TASKS TO CARRY OUT
A - Output, word for word, the passage of the component failure modes chapter from "Eventually by a" up to and including "known fault/failure behaviour.".
B - Write the next part of the chapter defining component failure modes, picking up after its final sentence.
____ SOURCE EXTRACT
Robin_PHD/component_failure_modes_definition/component_failure_modes_definition.tex


\abstract{ This chapter defines what is meant by the terms
components, component fault modes and `unitary~state' component fault modes.
The application of Bayes theorem  in current methodologies, and
the suitability of the `null hypothesis' or `P' value statistical approach
ar discussed.
Mathematical constraints and definitions are made using set theory.
}


\section{Introduction}
When building a system from components,
we should be able to find all known failure modes for each component.
For most common electrical and mechanical components, the failure modes
for a given type of part can be obtained from standard literature\cite{mil1991}
\cite{mech}. %The failure modes for a given component $K$ form a set $F$.


Using these failure modes we can build a `failure model' from the bottom-up.
Traditional static fault analysis methods work from the top down.
They identify faults that can occur in a system, and then work down
to see how they could be caused. Some apply statistical tequniques to
determine the likelihood of component failures causing specific system level errors (see Bayes theorem \ref{bayes}).
Another top down technique is ato apply cost benifit analysis
to determine which faults are the highest priority to fix\cite{FMEA}.

The aim of this study is to produce complete  failure
models of safety critical systems  from the bottom-up,
starting, where possible with known component failure modes.


\subsection{Systems, functional groups, sub-systems and failure modes}

It is helpful here to define some terms, `system', `functional~group', `component', `base~component' and `sub-system'.

A System, is really any coherent entity that would be sold as a safety critical product.
A sub-system is a  part of some larger system.
For instance a stereo amplifier separate is a sub-system. The
whole Sound System, consists perhaps of the following `sub-systems':
CD-player, tuner, amplifier~separate, loudspeakers and ipod~interface.

%Thinking like this is a top~down analysis approach
%and is the way in which FTA\cite{nucfta} analyses a System
%and breaks it down.

A sub-system will be composed of component parts, which
may themselves be sub-systems.

Eventually by a recursive downwards process we would be able to identify
sub-systems built from base component parts.
Each `component part'
will have a known fault/failure behaviour.
That is to say, each base component has a set of known
ways in which it can fail.

If we look at the sound system again as an
example; the CD~player could fail in serveral distinct ways, no matter
what has happened to it or has gone wrong inside it.

A top down approach has an intrinsic problem in that we cannot guess
every possible failure mode at the SYSTEM level.
Using the reasoning that working from the bottom up forces the consideration of all possible
component failures (which could be missed in a top~down approach)
we are presented with a problem. Which initial collections of base components should we choose ?

For instance in the CD~player example; to start at the bottom; we are presented with
a massive list of base~components, resistors, motors, user~switches, laser~diodes all sorts !
Clearly, working from the bottom~up we need to pick small
collections of components that work together in some way.
________
____ STORED DATA
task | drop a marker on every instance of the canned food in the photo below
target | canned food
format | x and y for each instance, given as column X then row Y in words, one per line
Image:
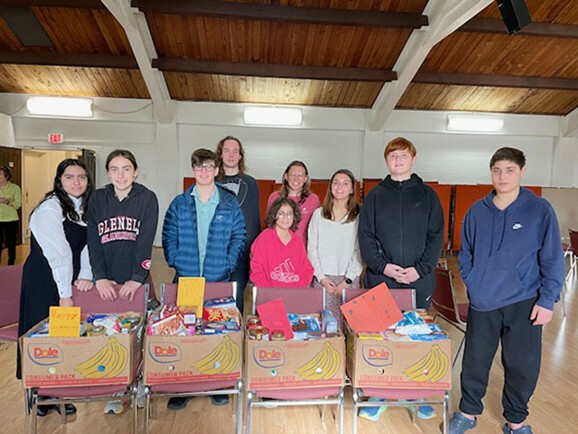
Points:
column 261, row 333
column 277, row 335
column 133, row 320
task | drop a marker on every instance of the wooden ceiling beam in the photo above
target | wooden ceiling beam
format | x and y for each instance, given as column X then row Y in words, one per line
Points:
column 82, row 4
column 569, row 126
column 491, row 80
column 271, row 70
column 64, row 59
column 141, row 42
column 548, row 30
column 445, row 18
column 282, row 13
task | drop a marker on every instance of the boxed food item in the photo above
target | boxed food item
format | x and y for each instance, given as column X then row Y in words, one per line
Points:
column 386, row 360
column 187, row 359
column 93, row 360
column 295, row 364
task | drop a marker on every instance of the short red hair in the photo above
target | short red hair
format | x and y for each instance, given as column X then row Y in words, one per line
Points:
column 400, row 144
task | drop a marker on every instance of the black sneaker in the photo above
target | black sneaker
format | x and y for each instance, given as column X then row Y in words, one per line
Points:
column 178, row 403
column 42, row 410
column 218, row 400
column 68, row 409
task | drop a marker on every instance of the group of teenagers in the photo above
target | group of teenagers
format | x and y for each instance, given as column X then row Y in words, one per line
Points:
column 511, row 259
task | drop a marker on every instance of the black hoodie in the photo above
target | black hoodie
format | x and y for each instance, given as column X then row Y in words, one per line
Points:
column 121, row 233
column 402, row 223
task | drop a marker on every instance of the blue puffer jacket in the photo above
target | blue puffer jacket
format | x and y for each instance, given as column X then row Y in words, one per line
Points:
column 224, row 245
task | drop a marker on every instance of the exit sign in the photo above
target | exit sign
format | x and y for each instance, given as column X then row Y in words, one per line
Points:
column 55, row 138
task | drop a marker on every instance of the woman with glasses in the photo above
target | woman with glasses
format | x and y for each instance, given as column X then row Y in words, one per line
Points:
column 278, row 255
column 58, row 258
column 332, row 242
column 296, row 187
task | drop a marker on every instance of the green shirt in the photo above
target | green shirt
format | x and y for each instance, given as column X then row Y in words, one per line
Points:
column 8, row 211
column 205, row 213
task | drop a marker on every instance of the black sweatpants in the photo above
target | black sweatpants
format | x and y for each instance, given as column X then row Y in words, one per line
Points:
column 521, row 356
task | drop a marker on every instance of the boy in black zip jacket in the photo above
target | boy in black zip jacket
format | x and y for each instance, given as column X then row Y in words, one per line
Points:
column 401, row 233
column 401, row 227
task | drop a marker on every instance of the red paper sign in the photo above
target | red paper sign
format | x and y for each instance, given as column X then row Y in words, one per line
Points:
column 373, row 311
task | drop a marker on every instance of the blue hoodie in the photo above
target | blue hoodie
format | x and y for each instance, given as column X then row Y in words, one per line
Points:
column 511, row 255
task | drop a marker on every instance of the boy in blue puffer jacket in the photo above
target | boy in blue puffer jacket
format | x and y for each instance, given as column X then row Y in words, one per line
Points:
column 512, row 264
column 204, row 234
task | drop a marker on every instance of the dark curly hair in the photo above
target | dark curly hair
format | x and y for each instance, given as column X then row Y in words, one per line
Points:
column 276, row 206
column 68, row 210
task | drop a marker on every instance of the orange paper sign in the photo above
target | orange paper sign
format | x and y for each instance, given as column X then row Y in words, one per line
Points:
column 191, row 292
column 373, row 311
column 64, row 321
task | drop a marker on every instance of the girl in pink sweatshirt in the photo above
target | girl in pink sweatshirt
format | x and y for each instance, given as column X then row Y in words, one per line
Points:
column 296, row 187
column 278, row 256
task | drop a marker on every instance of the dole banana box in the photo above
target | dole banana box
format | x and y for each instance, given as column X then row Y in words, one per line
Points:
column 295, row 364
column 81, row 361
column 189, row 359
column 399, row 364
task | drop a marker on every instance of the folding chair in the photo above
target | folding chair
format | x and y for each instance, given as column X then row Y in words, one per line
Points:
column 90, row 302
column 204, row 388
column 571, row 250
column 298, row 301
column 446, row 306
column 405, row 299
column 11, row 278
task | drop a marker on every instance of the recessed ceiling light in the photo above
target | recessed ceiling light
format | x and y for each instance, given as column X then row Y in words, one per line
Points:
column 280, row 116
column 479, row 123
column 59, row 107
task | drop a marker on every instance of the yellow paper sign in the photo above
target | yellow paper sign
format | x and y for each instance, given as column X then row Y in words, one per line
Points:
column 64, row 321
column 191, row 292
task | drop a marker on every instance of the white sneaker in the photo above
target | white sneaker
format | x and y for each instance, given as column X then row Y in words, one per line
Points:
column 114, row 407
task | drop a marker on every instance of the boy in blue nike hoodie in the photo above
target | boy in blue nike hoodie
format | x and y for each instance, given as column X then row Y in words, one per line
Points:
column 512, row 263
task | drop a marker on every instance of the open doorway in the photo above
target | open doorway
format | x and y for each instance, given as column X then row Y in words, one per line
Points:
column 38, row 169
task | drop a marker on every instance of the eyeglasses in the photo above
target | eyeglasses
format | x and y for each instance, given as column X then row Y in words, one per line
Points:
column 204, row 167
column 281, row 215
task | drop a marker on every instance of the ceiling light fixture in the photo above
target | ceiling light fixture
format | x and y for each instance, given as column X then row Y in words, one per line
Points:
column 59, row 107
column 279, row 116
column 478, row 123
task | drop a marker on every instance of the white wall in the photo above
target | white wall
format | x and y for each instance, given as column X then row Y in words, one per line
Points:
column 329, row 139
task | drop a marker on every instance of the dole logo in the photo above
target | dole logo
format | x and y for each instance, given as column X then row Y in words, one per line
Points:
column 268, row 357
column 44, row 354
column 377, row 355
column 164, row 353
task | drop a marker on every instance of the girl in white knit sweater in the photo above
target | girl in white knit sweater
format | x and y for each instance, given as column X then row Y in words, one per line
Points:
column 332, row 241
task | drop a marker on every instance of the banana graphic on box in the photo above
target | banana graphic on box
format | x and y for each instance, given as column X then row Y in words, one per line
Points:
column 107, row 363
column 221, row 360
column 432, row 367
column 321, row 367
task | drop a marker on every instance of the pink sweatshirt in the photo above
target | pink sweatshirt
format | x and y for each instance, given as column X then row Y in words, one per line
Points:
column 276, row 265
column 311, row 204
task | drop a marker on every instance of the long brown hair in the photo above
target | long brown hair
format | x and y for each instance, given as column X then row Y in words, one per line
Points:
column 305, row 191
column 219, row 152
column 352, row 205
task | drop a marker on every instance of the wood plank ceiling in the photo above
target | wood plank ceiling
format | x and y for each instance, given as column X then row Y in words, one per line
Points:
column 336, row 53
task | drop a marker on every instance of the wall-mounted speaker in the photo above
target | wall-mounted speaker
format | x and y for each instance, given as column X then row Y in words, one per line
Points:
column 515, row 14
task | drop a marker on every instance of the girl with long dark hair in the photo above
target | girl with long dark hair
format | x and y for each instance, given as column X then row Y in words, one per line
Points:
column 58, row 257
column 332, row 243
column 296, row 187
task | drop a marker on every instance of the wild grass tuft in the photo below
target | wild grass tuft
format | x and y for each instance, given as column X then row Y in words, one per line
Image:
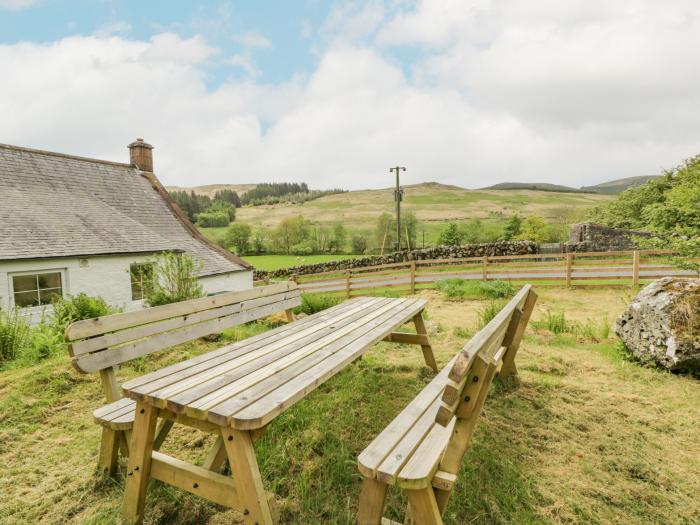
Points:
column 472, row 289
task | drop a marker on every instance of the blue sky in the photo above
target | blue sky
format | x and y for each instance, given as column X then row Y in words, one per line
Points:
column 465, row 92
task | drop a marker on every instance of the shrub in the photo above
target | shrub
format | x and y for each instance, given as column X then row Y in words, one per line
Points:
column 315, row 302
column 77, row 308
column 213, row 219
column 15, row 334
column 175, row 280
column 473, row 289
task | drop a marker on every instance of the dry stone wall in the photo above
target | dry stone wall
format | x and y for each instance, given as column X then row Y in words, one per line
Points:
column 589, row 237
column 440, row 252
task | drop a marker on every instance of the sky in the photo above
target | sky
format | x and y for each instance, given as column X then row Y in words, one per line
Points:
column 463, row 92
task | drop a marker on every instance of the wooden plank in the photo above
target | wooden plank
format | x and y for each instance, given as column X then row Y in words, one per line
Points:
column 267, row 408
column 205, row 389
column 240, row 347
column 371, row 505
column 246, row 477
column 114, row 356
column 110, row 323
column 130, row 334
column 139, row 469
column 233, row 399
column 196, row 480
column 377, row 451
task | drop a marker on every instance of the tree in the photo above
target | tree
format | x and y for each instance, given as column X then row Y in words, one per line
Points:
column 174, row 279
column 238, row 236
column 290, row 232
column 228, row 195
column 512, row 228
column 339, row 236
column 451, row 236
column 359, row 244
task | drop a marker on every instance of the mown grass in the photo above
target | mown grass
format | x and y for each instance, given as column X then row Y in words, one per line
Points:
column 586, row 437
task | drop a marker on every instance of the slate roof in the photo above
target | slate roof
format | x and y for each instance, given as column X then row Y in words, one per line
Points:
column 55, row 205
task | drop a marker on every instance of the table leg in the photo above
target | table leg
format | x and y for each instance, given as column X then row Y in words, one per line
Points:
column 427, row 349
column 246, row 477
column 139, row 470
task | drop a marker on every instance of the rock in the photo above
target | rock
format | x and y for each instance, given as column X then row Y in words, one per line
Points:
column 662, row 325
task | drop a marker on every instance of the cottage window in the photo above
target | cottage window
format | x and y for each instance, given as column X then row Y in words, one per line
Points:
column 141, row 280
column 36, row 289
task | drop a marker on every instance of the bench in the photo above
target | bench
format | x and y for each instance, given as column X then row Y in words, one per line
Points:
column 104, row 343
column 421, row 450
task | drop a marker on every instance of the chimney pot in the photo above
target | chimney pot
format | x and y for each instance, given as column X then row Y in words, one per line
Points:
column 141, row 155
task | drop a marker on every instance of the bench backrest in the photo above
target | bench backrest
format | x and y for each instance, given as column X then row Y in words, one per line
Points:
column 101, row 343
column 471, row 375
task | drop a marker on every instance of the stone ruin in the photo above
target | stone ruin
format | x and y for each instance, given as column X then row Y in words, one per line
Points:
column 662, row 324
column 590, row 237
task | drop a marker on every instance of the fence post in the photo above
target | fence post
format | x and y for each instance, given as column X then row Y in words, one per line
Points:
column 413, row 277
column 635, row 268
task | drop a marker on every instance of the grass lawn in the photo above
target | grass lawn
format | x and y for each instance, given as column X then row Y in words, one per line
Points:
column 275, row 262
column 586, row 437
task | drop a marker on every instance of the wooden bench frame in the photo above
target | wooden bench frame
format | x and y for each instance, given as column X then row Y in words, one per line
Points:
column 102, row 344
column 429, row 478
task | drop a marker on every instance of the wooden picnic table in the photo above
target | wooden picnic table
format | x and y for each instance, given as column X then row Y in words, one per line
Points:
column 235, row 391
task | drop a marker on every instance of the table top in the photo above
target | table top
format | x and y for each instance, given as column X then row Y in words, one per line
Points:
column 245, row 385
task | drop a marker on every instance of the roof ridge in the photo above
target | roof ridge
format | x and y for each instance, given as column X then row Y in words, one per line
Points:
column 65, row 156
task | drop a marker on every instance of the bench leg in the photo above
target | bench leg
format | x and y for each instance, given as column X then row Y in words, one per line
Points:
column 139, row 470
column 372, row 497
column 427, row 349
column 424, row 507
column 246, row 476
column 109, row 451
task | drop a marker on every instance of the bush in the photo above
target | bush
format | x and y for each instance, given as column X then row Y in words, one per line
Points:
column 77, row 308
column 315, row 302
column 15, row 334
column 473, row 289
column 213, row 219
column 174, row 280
________
RESULTS
A -
Eventually by a recursive downwards process we would be able to identify
sub-systems built from base component parts.
Each `component part'
will have a known fault/failure behaviour.

B -
These are termed `functional~groups'. For instance the  circuitry that powers the laser diode
to illuminate the CD might contain a handful of components, and as such would make a good candidate
to be one of the base level functional~groups.


In choosing the lowest level (base component) sub-systems we would look
for the smallest `functional~groups' of components within a system. A functional~group is a set of components that interact
to perform a specific function.

When we have analysed the fault behaviour of a functional group, we can treat it as a `black box'.
We can now call our functional~group a sub-system. The goal here is to  know how will behave under fault conditions !
%Imagine buying one such `sub~system'  from a very honest vendor.
%One of those sir, yes but be warned it may fail in these distinct ways, here
%in the honest data sheet the set of failure modes is listed!
This type of thinking is starting to become more commonplace in product literature, with the emergence
of reliability safety standards such as IOC1508\cite{sccs},EN61508\cite{en61508}.
FIT (Failure in Time - expected number of failures per billion hours of operation) values
are published for some micro-controllers. A micro~controller
is a complex sub-system in its self and could be considered a `black~box' with a given reliability.
\footnote{Microchip sources give an FIT of 4 for their PIC18 series micro~controllers\cite{microchip}, The DOD
1991 reliability manual\cite{mil1991} applies a FIT of 100 for this generic type of component}

As electrical components have detailed datasheets a useful extension of this would
be failure modes of the component, with environmental factors and MTTF statistics.

Currently this sort of information is generally only  available for generic component types\cite{mil1991}.


%At higher levels of analysis, functional~groups are pre-analysed sub-systems that interact to
%erform a given function.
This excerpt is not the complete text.